(Exercise passage)

Loneliness is a real issue for residents in nursing homes. They are far from their families and everything familiar. Even though they are surrounded by people—residents and staff who sometimes become cherished friends—there is no replacement for family. Family and friends are important for residents’ emotional, and even physical, well-being.
But it’s hard to visit when Grandma is in later stages of dementia and can no longer communicate. You feel uncomfortable and not sure how to fill the silence. Does your presence even make a difference?
The answer is yes. Your loved one is still there underneath the dementia or other illness, and family visits help her connect to the person she used to be. Regular visits from family and friends are essential in keeping that connection alive.
Here are five tips to help you pay a meaningful visit to your loved one:
1. Come at a good time
Schedule and consistency is very important for seniors, especially seniors with dementia. Make sure to come at a time when your visit will not interfere with your loved one’s schedule. The afternoon is usually the best time to visit. In the morning, the staff is busy getting the residents dressed and ready for the day. Your relative may feel uncomfortable if you’re present while they are being attended to. If you’re not sure when the best time to visit is, call ahead to find out. The nurses can also tell you when your loved one is at his or her best.

(End Exercise passage)
(Record set)

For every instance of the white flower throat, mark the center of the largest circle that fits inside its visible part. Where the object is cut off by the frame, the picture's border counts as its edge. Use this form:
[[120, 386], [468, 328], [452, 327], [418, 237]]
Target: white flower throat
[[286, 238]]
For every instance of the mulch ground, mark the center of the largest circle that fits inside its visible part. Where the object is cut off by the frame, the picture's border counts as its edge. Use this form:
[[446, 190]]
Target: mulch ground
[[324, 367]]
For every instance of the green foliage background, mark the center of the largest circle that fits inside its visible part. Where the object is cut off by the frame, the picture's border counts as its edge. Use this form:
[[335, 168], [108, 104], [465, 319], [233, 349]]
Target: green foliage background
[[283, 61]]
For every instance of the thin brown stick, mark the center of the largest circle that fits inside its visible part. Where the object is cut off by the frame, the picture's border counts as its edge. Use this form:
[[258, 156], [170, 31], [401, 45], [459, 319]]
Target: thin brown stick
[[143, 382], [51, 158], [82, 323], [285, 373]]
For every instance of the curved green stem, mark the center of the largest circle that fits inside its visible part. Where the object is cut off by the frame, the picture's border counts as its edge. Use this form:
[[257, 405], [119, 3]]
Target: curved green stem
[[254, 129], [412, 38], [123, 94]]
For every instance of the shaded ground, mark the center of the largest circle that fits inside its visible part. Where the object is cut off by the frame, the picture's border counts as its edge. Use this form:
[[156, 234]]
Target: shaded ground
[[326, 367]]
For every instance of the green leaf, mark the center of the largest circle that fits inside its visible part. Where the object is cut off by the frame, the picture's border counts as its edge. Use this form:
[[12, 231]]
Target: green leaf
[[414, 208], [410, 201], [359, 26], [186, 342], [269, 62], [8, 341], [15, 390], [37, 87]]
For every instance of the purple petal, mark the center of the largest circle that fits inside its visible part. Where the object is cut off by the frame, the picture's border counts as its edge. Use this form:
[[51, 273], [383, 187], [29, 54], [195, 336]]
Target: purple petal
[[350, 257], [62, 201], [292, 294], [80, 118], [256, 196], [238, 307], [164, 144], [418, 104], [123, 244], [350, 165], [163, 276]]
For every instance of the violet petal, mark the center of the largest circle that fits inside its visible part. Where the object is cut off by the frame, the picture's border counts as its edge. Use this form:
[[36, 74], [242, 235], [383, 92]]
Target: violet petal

(End Record set)

| Exercises |
1) Copy the stretch of the passage on nursing home visits from "Loneliness is a" through "make a difference?" word for word.
2) Write the next part of the passage on visiting loved ones in nursing homes, picking up after its last sentence.

| Task-by-task outputs |
1)
Loneliness is a real issue for residents in nursing homes. They are far from their families and everything familiar. Even though they are surrounded by people—residents and staff who sometimes become cherished friends—there is no replacement for family. Family and friends are important for residents’ emotional, and even physical, well-being.
But it’s hard to visit when Grandma is in later stages of dementia and can no longer communicate. You feel uncomfortable and not sure how to fill the silence. Does your presence even make a difference?

2)
2. Bring family photos or the local newspaper
Bring along snapshots of people and places in their lives to help residents feel more connected. You can bring family photos to show off, and update your relative on the lives of loved ones. You may want to compile a photo album or scrapbook with both old and new photographs. Your relative can flip through the snapshots when you’re not there, and nurture the connection to his past life. Photos from when he was young are especially helpful, since dementia patients often remember their youth much better than their adult life. You can even personalize her room with family photos, favorite wall art, decorative pillows, and knikknacks that are meaningful to her.
You can also bring the local newspaper from their community and read sections they may be interested in. If Dad was an avid sports fan, you can read the sports news and scores for his favorite teams. Even if your loved one can’t respond, just hearing about topics they used to enjoy may bring them comfort.
3. Go for a stroll
If your relative is up to it, take them on a walk around the facility. If the weather is nice, you can take them outside. Our gardens and patios at the different Regency facilities are stunning year-round, and residents and their guests enjoy sitting outside and imbibing the calming effects of our lovely campuses.
4. Bring children along
Don’t be scared to bring children to the facility. Children are natural icebreakers, and their lack of inhibition helps with awkward moments. Bring along something for them to do, such as a picture book or small project. New readers can practice their reading skills with Grandma, or tell about new things they’ve learned.
5. Touch a lot
Affectionate touch is a basic human need. Most of the touch your loved one is getting, while gentle, is for care and hygiene only. Give them a lot of hugs during your visit. Try massaging his hand gently or giving her a back rub.
Bonus Tip: Act natural
Be yourself, that’s who your relative wants to see. It may be hard to see your loved one’s mental and physical abilities deteriorate, but make sure to act real. Speak slowly and clearly if their hearing is impaired, but don’t patronize them or speak to them like a child. Treat them naturally, with the respect and dignity they deserve!